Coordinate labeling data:
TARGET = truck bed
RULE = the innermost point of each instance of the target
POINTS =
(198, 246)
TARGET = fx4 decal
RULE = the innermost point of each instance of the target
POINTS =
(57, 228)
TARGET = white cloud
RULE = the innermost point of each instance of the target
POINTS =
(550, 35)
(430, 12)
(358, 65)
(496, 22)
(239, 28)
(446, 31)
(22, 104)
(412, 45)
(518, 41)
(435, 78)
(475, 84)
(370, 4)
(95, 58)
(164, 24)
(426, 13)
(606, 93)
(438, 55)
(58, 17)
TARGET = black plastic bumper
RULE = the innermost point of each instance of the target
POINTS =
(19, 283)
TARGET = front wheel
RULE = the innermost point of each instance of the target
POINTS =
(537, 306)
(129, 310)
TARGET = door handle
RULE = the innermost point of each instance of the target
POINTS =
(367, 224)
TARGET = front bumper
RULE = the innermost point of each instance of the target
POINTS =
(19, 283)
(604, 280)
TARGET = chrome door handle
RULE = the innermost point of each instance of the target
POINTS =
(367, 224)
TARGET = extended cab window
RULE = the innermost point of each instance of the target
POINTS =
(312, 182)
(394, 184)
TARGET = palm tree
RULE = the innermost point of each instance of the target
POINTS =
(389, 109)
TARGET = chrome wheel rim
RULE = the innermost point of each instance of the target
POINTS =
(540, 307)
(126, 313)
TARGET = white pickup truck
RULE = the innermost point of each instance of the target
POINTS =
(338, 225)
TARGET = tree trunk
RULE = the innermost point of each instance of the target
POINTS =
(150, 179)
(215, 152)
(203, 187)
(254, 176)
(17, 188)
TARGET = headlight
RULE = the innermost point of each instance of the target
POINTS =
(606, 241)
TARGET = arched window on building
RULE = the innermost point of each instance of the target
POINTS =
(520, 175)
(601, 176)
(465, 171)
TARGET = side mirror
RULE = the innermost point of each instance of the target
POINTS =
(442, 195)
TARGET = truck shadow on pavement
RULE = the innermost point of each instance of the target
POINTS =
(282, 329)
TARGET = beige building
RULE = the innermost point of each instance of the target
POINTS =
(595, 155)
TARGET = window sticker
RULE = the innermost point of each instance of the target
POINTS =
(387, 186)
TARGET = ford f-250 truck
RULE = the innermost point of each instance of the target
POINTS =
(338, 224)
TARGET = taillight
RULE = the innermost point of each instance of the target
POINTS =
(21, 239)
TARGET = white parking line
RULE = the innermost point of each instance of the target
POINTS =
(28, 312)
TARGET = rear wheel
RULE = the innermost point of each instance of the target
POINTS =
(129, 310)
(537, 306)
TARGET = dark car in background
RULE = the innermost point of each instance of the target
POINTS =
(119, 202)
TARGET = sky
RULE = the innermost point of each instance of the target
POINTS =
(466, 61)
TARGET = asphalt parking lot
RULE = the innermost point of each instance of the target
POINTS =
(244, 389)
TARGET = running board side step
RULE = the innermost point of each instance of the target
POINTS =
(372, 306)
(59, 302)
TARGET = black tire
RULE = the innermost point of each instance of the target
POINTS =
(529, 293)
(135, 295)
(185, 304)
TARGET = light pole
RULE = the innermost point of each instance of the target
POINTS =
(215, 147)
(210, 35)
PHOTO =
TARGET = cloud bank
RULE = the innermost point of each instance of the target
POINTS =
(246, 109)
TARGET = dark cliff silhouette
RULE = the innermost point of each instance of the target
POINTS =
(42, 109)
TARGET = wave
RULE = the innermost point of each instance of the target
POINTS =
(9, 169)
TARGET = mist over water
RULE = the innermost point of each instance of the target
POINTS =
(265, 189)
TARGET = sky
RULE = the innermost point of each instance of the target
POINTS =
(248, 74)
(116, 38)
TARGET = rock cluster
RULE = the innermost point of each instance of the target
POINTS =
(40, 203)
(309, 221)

What the task asks: Could you quote, exactly as they appear, the line containing "TARGET = taillight" and every line after it to the end of the records above?

Exercise response:
TARGET = taillight
RULE = the innermost point of each instance of the target
POINTS =
(21, 239)
TARGET = white parking line
RULE = the innermost point of each instance of the target
POINTS =
(28, 312)
TARGET = rear wheel
RULE = the innermost point of each instance of the target
POINTS =
(129, 310)
(537, 306)
TARGET = dark car in background
RULE = the innermost point of each instance of the target
POINTS =
(119, 202)
TARGET = sky
RULE = the innermost point of each instance of the target
POINTS =
(466, 61)
TARGET = asphalt parking lot
RULE = the innermost point of each instance of the target
POINTS =
(244, 389)
TARGET = running board side step
RULE = the innermost point of each instance of the target
POINTS =
(372, 306)
(59, 302)
TARGET = black tire
RULE = the innermost point of each instance of the target
POINTS =
(529, 293)
(135, 295)
(185, 304)
TARGET = light pole
RULE = the innermost point of each instance of the target
POINTS =
(215, 147)
(210, 35)
PHOTO =
TARGET = cloud bank
RULE = the innermost point of each instance of the target
POINTS =
(246, 109)
TARGET = dark cliff silhouette
RULE = the innermost point of each instance of the target
POINTS =
(42, 109)
TARGET = wave
RULE = the innermost point of each instance of the target
POINTS =
(9, 169)
TARGET = mist over water
RULE = the innermost point of each instance of the target
POINTS =
(265, 189)
TARGET = sky
RULE = the innermost point of each instance of the target
POINTS =
(248, 74)
(116, 38)
TARGET = rock cluster
RULE = the innermost point of each instance of the target
POINTS =
(40, 203)
(309, 221)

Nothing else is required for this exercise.